## Given text
## Begin

It was supposed to be easier than this- Pt. 7

The next two days were days off on my work schedule.  Normally, I would have filled them with errands or a good day of hunting geocaches. Instead, I sat and stared at the blinds on the window contemplating my future.  At my current pace I would be losing my house and living on the street. I knew the latter would not happen thanks to the kindness and love of family and friends. Still though, living in a cardboard box haunted my visions. 

The two days weren’t completely wasted. I managed to get some laundry done. I brushed my teeth.  I ate.

Thursday was my first day back to work after the lost weekend.  As per usual, I got in early enough to have a cup of coffee and to converse with a couple other old-timers before our shift started. They asked how I was and if everything was okay. For the first time, I didn’t play it off.  I opened up about how much it pained me to come into work.  They were cool about it and didn’t push the issue. One of them asked me if I was going to quit. He and I had been holding daily bitch sessions about work and how we needed to get the hell out of there.  He sensed that the end, for me at least, was very close.

## End

[Point annotation records]
## Begin

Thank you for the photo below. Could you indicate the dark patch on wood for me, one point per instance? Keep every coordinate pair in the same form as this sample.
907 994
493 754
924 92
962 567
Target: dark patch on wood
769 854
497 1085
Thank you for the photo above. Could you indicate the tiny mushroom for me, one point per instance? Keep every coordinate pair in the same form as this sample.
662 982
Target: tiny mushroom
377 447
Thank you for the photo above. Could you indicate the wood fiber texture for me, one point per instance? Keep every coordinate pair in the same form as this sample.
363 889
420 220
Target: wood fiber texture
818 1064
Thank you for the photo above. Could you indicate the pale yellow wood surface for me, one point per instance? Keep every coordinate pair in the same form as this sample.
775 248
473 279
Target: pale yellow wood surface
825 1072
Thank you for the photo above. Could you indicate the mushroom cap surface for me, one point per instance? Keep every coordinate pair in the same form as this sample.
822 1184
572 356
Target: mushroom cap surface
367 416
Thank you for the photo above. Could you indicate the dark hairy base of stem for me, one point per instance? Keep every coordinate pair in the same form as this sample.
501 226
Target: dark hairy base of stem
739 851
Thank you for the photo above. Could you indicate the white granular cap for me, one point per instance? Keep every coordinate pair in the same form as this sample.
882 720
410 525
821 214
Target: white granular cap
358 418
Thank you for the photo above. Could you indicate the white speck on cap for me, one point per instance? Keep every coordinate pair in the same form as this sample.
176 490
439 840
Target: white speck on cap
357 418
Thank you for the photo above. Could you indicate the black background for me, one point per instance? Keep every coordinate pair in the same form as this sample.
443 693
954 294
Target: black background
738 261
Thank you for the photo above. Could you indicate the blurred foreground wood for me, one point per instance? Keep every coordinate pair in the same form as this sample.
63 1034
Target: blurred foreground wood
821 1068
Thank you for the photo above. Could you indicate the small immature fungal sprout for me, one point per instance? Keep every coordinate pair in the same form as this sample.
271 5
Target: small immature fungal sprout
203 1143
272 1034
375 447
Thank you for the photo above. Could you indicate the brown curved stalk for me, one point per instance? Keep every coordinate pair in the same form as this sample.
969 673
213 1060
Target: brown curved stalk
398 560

## End

Can you restate the passage from "The next two" up to and including "haunted my visions.", swapping "cardboard box" for "tent"?

## Solution to the exercise
The next two days were days off on my work schedule.  Normally, I would have filled them with errands or a good day of hunting geocaches. Instead, I sat and stared at the blinds on the window contemplating my future.  At my current pace I would be losing my house and living on the street. I knew the latter would not happen thanks to the kindness and love of family and friends. Still though, living in a tent haunted my visions.